#### DATA RECORDS
*** Block opens ***

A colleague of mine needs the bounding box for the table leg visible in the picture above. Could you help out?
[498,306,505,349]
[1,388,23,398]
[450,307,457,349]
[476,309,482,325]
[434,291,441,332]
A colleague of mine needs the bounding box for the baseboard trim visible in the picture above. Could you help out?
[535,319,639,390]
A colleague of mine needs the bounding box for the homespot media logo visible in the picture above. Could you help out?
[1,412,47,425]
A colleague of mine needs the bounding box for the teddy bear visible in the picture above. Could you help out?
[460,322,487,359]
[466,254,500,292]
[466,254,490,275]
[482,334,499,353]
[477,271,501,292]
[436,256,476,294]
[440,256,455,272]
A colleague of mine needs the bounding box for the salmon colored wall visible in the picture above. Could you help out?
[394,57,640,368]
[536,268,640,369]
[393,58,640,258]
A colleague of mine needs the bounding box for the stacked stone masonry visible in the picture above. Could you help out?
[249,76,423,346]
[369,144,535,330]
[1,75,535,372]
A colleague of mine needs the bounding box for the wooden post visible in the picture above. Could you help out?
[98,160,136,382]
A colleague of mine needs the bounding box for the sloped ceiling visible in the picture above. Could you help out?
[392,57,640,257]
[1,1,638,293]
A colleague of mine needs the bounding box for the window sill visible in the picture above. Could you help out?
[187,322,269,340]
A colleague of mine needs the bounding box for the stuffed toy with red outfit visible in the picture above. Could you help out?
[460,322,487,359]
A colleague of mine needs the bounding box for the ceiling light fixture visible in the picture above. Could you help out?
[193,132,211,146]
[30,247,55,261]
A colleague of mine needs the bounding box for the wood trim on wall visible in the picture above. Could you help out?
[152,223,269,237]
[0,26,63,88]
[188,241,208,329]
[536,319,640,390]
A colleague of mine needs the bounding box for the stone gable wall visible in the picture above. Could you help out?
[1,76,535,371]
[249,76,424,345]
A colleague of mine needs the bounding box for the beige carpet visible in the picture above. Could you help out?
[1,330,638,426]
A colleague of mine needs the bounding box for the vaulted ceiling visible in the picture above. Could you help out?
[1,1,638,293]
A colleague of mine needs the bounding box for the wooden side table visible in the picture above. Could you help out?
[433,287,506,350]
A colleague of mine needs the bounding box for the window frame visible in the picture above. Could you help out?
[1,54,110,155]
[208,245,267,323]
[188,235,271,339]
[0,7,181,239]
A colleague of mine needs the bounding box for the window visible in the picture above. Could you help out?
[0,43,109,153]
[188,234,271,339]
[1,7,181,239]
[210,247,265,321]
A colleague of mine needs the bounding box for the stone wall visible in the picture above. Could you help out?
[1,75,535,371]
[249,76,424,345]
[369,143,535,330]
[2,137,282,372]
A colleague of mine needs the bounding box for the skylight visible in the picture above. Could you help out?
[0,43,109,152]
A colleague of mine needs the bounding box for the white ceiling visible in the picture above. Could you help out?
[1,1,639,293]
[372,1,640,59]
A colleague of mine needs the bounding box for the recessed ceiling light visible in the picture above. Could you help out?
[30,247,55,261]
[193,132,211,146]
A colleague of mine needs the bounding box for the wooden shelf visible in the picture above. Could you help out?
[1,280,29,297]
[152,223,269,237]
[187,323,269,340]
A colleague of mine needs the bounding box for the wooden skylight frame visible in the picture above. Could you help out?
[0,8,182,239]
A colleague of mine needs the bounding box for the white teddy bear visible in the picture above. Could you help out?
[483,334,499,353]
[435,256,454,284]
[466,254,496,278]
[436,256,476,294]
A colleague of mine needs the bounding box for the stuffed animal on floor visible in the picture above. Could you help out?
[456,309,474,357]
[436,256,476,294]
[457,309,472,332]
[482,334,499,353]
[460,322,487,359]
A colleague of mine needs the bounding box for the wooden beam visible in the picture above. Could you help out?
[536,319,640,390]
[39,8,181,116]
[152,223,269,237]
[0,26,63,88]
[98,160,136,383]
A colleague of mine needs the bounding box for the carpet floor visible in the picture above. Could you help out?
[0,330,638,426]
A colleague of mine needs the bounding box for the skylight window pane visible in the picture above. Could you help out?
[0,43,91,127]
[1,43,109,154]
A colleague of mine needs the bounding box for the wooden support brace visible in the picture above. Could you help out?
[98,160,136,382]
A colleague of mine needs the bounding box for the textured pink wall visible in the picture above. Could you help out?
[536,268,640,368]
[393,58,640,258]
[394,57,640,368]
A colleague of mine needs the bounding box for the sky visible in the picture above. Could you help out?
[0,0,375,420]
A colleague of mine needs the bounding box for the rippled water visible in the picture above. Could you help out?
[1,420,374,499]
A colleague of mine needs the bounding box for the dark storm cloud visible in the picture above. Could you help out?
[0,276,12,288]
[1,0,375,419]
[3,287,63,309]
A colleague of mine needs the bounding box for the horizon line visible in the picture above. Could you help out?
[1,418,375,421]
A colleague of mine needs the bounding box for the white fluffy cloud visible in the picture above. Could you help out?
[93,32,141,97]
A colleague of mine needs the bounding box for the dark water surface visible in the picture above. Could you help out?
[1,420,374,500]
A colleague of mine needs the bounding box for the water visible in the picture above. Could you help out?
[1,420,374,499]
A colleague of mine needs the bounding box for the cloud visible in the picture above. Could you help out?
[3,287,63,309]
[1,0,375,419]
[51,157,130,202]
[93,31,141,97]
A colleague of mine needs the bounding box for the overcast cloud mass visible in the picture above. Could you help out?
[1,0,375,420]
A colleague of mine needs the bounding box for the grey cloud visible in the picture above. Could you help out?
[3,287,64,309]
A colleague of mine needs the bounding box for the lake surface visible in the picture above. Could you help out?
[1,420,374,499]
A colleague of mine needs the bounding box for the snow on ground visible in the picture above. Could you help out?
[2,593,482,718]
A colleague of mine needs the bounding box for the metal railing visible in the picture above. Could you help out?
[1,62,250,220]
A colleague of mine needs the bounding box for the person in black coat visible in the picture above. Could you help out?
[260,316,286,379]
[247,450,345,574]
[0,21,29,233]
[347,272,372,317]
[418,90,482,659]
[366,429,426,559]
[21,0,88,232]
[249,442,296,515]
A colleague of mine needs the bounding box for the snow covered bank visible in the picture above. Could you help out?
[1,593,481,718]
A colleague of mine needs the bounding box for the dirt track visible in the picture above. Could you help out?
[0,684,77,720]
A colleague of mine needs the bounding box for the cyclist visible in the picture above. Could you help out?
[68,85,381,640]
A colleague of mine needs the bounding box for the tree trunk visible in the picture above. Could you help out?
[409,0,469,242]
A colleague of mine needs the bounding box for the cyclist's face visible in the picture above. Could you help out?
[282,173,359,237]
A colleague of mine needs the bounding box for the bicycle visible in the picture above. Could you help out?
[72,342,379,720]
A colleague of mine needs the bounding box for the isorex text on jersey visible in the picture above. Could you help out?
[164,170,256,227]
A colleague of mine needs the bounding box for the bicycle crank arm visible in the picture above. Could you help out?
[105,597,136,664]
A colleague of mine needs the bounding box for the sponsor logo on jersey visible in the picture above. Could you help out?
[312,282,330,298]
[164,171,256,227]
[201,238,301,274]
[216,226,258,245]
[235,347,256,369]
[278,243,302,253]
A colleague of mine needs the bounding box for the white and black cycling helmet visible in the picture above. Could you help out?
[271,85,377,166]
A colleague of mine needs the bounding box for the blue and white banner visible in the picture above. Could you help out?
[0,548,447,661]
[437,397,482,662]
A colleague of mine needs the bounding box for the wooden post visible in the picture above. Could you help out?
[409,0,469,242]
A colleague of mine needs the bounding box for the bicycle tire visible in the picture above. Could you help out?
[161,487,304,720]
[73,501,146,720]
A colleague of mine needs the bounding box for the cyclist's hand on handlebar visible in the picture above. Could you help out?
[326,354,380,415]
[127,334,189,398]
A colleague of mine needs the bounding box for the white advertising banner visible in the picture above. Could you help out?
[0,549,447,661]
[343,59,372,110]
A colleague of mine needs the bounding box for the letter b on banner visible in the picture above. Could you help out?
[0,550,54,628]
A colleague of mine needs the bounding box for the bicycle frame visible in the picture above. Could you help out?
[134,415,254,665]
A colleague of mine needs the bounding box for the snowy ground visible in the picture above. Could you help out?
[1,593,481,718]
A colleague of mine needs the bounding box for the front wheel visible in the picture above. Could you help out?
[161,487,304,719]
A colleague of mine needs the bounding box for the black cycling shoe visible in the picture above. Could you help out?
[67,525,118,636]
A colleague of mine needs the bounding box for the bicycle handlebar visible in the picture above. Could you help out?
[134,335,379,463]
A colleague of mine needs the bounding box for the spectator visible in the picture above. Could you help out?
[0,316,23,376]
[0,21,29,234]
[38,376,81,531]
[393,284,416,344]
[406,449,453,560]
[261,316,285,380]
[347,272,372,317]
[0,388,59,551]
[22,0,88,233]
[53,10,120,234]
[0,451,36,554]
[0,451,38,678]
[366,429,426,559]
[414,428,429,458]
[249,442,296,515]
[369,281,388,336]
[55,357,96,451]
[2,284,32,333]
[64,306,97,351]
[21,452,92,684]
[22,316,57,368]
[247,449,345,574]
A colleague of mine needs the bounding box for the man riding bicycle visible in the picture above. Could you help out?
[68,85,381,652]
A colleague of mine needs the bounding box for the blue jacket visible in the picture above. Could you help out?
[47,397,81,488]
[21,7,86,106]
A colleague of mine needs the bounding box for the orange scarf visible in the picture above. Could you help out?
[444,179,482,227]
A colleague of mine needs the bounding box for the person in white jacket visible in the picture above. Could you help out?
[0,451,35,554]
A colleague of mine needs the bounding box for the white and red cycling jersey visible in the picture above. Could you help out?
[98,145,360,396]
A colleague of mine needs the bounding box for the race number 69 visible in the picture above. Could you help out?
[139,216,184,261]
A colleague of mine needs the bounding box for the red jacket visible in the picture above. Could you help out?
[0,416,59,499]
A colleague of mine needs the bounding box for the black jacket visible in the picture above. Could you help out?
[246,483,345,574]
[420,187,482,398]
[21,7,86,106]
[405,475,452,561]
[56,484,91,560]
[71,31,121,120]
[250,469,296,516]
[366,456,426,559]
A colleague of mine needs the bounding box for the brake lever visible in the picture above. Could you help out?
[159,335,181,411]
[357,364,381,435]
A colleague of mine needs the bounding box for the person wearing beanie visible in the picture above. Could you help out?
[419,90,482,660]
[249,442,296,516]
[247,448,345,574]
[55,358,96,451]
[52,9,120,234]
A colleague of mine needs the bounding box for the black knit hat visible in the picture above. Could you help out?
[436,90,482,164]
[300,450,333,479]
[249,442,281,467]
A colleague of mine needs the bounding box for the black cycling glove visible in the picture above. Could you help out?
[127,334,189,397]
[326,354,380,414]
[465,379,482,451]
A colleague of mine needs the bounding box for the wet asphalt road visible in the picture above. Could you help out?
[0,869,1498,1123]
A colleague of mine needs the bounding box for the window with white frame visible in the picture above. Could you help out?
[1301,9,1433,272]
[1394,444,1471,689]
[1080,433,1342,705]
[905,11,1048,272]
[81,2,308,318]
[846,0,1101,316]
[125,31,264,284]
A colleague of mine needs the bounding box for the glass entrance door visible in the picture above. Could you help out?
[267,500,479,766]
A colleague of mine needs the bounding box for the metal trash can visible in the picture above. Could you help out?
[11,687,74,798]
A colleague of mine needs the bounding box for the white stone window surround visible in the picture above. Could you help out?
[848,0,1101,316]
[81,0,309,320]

*** Block closes ***

#### EXERCISE DETAILS
Copying should begin at the line containing "the white stone" and end at the last line of the material, with every line in between reproduced exactly.

#### ANSWER TO THE PROBLEM
A colleague of mine needs the bounding box for the white stone window surround visible in the picture above. Could you help out?
[848,0,1101,316]
[81,0,309,320]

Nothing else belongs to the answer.